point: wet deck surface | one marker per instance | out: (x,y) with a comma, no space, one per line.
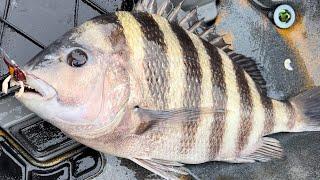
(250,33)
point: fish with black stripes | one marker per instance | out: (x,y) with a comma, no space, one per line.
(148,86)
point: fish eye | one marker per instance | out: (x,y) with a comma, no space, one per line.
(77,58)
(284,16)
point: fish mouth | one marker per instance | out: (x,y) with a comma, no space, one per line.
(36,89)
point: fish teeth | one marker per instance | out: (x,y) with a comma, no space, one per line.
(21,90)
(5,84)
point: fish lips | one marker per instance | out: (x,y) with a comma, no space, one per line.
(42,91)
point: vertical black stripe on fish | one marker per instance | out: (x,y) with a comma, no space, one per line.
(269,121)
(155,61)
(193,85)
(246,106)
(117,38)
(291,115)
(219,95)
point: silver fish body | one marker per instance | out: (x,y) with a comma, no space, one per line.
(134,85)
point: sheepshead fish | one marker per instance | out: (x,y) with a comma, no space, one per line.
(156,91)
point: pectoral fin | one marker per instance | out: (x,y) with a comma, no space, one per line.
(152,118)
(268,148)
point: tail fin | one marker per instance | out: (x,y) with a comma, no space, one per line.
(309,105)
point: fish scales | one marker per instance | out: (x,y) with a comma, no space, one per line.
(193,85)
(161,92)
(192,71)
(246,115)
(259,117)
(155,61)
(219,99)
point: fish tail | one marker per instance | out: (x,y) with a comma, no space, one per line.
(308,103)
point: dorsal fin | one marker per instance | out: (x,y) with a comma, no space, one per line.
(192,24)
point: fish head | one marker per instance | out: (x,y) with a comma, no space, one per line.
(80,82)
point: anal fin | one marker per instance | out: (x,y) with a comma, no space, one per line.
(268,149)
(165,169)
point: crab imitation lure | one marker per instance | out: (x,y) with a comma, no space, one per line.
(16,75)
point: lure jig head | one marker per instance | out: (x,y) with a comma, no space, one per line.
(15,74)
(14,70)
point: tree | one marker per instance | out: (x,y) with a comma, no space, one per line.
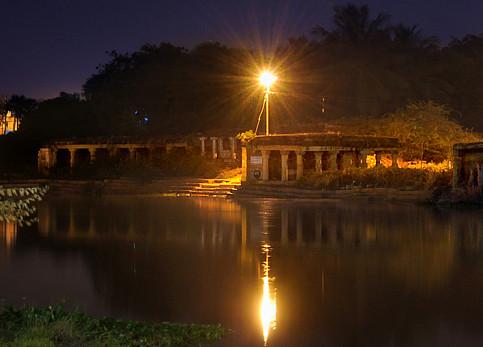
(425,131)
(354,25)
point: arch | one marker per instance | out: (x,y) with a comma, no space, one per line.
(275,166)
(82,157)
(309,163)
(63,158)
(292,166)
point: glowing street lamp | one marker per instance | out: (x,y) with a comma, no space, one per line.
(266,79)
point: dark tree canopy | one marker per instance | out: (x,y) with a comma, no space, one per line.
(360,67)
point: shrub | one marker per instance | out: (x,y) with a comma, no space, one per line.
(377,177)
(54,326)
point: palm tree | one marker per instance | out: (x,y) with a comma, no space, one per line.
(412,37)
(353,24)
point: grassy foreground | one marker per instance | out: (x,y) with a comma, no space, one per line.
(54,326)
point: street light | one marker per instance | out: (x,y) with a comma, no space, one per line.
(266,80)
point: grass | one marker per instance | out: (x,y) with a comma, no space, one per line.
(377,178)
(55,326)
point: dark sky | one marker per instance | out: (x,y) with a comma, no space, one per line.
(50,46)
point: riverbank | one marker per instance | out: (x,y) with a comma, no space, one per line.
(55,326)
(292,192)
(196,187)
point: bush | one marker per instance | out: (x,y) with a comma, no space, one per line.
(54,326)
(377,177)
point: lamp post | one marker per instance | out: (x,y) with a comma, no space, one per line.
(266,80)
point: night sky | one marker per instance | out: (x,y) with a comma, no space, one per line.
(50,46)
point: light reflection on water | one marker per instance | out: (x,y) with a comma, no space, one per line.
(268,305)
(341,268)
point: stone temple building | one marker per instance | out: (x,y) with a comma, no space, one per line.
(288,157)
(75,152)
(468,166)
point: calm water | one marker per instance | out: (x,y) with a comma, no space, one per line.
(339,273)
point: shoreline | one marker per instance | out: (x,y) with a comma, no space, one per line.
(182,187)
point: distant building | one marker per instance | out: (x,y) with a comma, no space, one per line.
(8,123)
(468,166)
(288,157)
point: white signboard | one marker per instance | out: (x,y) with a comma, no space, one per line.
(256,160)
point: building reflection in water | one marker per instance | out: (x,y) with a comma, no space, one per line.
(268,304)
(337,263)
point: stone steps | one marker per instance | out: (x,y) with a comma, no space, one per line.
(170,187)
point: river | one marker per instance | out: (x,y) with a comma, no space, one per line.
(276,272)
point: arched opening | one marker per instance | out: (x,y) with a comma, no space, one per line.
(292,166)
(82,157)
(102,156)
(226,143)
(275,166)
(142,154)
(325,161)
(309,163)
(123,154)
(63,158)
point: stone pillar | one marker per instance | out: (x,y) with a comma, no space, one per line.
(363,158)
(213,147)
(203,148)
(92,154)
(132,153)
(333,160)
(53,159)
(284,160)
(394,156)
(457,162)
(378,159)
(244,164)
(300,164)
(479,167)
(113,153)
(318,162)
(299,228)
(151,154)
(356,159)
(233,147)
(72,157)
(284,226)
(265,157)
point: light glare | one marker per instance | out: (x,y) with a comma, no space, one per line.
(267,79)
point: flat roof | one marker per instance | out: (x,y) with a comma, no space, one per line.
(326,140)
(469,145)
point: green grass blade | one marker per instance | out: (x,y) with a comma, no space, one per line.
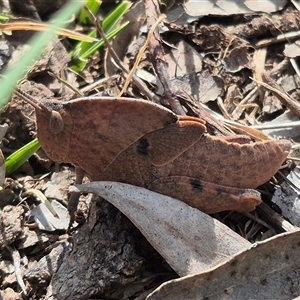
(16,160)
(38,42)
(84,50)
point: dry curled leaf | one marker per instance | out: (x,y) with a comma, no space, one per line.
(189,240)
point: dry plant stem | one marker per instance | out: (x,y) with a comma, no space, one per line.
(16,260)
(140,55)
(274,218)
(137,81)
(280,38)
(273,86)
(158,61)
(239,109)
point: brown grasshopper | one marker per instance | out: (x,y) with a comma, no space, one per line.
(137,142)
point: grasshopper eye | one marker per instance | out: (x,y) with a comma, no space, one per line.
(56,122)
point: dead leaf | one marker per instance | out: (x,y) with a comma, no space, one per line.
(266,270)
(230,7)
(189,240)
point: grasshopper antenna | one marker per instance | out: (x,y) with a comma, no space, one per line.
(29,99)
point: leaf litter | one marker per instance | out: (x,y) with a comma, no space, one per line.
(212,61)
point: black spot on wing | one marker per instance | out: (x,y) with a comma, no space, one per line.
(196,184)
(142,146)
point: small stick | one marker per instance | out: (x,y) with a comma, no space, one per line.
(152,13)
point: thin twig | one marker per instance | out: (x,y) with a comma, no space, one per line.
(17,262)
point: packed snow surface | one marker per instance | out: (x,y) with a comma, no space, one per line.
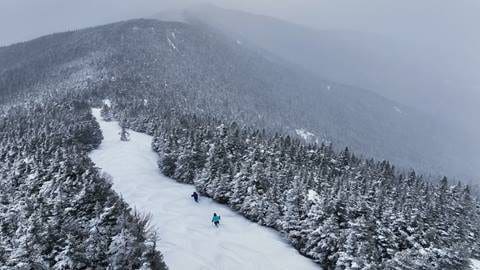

⁂

> Exercise goal: Retype all of the material above exactly; the pictures stay out.

> Answer to this problem:
point: wet deck surface | one marker per instance | out: (x,y) with a comma, no space, one per line.
(250,33)
point: fish with black stripes | one marker per instance | out: (x,y) with a comma, no space, one per line.
(148,86)
point: fish eye | one marker per instance | out: (x,y) with a comma, no space, one per line.
(77,58)
(284,16)
point: fish mouth | one marker per instance | out: (x,y) with a comma, no space, one per line.
(36,89)
point: fish teeth | one marker per instance | out: (x,y) with a comma, no space, one per line.
(21,90)
(5,84)
point: fish lips | one marker per instance | out: (x,y) with a comma, no space, one per line.
(42,91)
point: vertical black stripe on fish | one marker per instance | out: (x,y) with a comma, no space, one per line.
(269,121)
(155,61)
(193,85)
(246,106)
(117,38)
(291,115)
(219,95)
point: silver fish body | one marker per instance | out: (x,y) with a comma, no space, one per line.
(134,85)
point: sheepshead fish | one marker per instance | out: (x,y) with a comma, no space, one per line.
(156,91)
point: pectoral fin | one marker per instance | out: (x,y) with a comma, no space, one per line.
(152,118)
(268,148)
point: tail fin | one marker per instance | out: (x,y) with a comma, no space, one per line.
(309,105)
point: fish scales | one marker per instance | out: (x,y) with a comma, no space, one per line.
(193,85)
(161,92)
(192,71)
(246,115)
(259,117)
(155,61)
(219,99)
point: fish tail | one marker per instance | out: (x,y) with a comma, no space, one per line.
(308,103)
point: dorsal fin | one marker per instance | out: (x,y) with a comma, no space, one per line.
(192,24)
point: fish head | one marker per instance | out: (x,y) with a comma, no space, one per line.
(80,82)
point: anal fin | one marker per instance | out: (x,y) with a comma, no space, one per line.
(268,149)
(165,169)
point: crab imitation lure | one marker per instance | out: (x,y) with a comma, no space, one per line.
(16,75)
point: lure jig head | one marker per instance | out: (x,y) with a comma, no space, one per line.
(15,74)
(14,70)
point: tree | one marker per instance | out: (x,y) with a comma, no space, one per line.
(425,131)
(354,25)
point: arch | one marker per instance | out: (x,y) with a comma, no space, one per line.
(275,166)
(82,157)
(309,163)
(63,158)
(292,166)
point: glowing street lamp | one marker per instance | out: (x,y) with a comma, no space, one per line.
(266,79)
point: dark tree canopy | one marker per instance | out: (x,y) with a comma, no space, one per line.
(360,67)
point: shrub | one marker per instance | out: (x,y) with a comma, no space, one per line.
(377,177)
(54,326)
point: palm tree | one marker per instance | out: (x,y) with a comma, no space, one per line.
(412,37)
(353,24)
point: grassy foreground | one marker per instance | out: (x,y) with a comma, no space, one per line.
(54,326)
point: street light | one marker per instance | out: (x,y) with a comma, no space, one per line.
(266,80)
point: grass | one marker per instance | out: (x,y) with a comma, no space, one per line.
(377,178)
(55,326)
point: dark sky | one marker per instance | out: (x,y) with a comma, no space, one per line.
(50,46)
point: riverbank | one marker per instance | out: (x,y) with a comma, no space, one per line.
(55,326)
(292,192)
(196,187)
point: bush | one marker per instance | out: (x,y) with a comma, no space, one per line.
(54,326)
(377,177)
point: lamp post | one marker per instance | out: (x,y) with a comma, no space, one per line.
(266,80)
point: night sky | one marker per instance | out: (x,y) with a comma, no space, one per line.
(50,46)
point: light reflection on water | one marker per instance | out: (x,y) with a comma, no space, one per line.
(268,305)
(341,268)
point: stone temple building | one marker per instance | out: (x,y) with a comma, no space, one per line.
(288,157)
(75,152)
(468,166)
point: calm water | one marker per instance | out: (x,y) with a comma, no space, one per line.
(339,273)
point: shoreline | one marker per instance | out: (x,y) with a comma, no space, one per line.
(182,187)
point: distant building | one marker per instance | out: (x,y) with a comma, no space, one per line.
(8,123)
(468,166)
(288,157)
point: white signboard | one marker per instance | out: (x,y) with a comma, no space, one per line.
(256,160)
point: building reflection in water | one marker per instance | out: (x,y) with a comma, no space, one per line.
(268,304)
(337,263)
point: stone steps | one marker per instance | out: (x,y) with a comma, no space, one per line.
(170,187)
point: river | one marker per instance | out: (x,y) with a comma, no space, one per line.
(276,272)
point: arched opening | one marker per instance | out: (x,y) with a comma, no space, one per line.
(292,166)
(82,157)
(102,156)
(226,143)
(275,166)
(142,154)
(325,161)
(309,163)
(123,154)
(63,158)
point: stone pillar | one marker per instance | out: (x,y) with a comma, no space, one per line.
(363,158)
(213,147)
(203,148)
(92,154)
(132,153)
(333,160)
(53,159)
(284,160)
(394,156)
(457,162)
(378,159)
(244,164)
(300,164)
(479,167)
(113,153)
(318,162)
(299,228)
(151,154)
(356,159)
(233,147)
(72,157)
(284,226)
(265,157)
point: light glare | one marker per instance | out: (x,y) with a comma, no space, one per line.
(267,79)
point: flat roof | one marker per instance | out: (x,y) with a comma, no space, one per line.
(326,140)
(469,145)
point: green grass blade | one marker per instance | out: (x,y) with a comma, no space, one per line.
(16,160)
(38,42)
(84,50)
point: dry curled leaf | one marker per instance | out: (x,y) with a comma, no space, one per line.
(189,240)
point: dry plant stem | one marker per instance | out: (x,y) with a comma, no space, one per line.
(16,260)
(140,55)
(274,218)
(137,81)
(280,38)
(273,86)
(158,61)
(239,109)
point: brown grasshopper | one marker per instance | out: (x,y) with a comma, no space, one per line.
(137,142)
point: grasshopper eye | one marker per instance | out: (x,y) with a comma, no space, one per line.
(56,122)
point: dead leaf | one marker per instance | out: (x,y) with a comma, no space, one per line.
(266,270)
(230,7)
(189,240)
point: grasshopper antenna | one marker per instance | out: (x,y) with a comma, no space, one per line.
(29,99)
point: leaf litter | one marker per instance | out: (x,y) with a comma, no space, one per line.
(212,61)
point: black spot on wing | one marker per instance | out: (x,y) with a comma, no space, one per line.
(196,184)
(142,146)
point: small stick | one marker per instance | out: (x,y) with a comma, no space, one per line.
(152,13)
point: thin twig | one marker per instance | out: (x,y) with a comma, no space, one per line.
(17,262)
point: packed snow surface | one marker per instance | out: (x,y) with a comma, no space, one per line.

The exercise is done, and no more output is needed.